What this task involves: Give back exactly the lines running from the line with "fin in this photo." to the end of the entries, and only those lines.

---

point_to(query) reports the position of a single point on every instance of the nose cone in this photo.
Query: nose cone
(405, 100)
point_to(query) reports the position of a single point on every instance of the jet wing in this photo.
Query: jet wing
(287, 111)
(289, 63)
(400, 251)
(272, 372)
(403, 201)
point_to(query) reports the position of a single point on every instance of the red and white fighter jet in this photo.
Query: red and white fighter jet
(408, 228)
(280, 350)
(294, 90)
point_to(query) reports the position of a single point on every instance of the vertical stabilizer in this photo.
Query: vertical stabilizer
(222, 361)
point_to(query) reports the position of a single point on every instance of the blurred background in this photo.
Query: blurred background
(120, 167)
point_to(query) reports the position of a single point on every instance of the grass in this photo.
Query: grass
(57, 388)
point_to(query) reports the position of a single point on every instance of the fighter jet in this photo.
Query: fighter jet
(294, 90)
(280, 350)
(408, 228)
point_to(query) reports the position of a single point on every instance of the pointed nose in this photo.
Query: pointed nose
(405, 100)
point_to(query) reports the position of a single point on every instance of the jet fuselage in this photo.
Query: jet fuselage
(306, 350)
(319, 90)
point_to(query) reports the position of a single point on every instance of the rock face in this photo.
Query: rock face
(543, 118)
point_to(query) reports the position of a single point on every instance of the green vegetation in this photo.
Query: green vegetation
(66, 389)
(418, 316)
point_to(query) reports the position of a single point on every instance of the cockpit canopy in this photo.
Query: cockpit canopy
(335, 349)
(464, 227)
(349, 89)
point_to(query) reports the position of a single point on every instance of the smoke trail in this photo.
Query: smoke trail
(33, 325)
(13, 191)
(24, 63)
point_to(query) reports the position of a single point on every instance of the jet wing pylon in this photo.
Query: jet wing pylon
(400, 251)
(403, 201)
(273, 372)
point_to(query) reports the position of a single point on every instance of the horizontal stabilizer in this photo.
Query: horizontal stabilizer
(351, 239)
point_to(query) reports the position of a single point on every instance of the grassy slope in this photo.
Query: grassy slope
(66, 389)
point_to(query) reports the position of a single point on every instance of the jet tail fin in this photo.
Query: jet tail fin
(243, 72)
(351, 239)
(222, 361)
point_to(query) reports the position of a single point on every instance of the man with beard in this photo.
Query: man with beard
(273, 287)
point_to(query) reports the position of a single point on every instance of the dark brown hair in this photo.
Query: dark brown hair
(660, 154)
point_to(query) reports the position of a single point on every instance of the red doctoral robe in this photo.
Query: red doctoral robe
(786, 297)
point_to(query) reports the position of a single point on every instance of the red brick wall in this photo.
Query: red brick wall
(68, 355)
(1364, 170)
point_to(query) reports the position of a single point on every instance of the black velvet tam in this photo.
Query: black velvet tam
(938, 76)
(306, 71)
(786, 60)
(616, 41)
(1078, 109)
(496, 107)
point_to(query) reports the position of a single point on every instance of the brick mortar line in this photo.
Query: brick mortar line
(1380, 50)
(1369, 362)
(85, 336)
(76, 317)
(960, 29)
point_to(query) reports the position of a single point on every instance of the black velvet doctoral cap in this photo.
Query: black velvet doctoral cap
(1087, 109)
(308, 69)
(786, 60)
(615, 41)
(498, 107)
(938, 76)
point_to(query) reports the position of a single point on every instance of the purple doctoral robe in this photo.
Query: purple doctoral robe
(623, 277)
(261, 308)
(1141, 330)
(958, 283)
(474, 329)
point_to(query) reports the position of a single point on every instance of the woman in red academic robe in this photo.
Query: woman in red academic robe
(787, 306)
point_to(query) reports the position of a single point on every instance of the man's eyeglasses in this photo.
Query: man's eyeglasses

---

Answer for this exercise:
point_to(query) reports the position of a single point on every instance of the jet tail fin in this photo.
Query: jet tail fin
(243, 72)
(351, 239)
(222, 361)
point_to(query) reports the position of a single point on every instance of the man with beard in this photo.
Query: man with beard
(273, 287)
point_to(query) reports the position of a single point on every instance of the dark brown hair in this photo.
Query: dark brown hair
(660, 154)
point_to(query) reports the position of a single point on every instance of the red doctoral robe in this photo.
Query: red doctoral robe
(786, 297)
point_to(query) reports the position of a single point on every instance of the red brick wall in this photo.
Query: red brick wall
(68, 355)
(1364, 170)
point_to(query) reports the position of a single point on every instance of the black velvet tam in this photo.
Query: black velvet tam
(938, 76)
(306, 71)
(786, 60)
(616, 41)
(1078, 109)
(496, 107)
point_to(query) reports the position of a single point on every instance of the brick mortar line in this photo.
Query: brick mortar line
(1380, 50)
(1369, 362)
(85, 336)
(76, 317)
(960, 29)
point_to(query) reports the position of a single point on every instance of the black velvet doctoral cap in this photo.
Query: black velvet doctoral cap
(1087, 109)
(308, 69)
(786, 60)
(615, 41)
(498, 107)
(938, 76)
point_to(query) reports the position of a single point on every instance of the purple doctoral robe in this photo.
Query: purple doctoral robe
(623, 277)
(261, 308)
(1141, 330)
(958, 283)
(474, 329)
point_to(query) reports the position of a single point on every instance of the woman in red academic robe in this photo.
Query: woman in red academic robe
(787, 306)
point_to(query) reports the position of a single point on every instance of the man's eyeglasses in this photo.
Query: man's eyeglasses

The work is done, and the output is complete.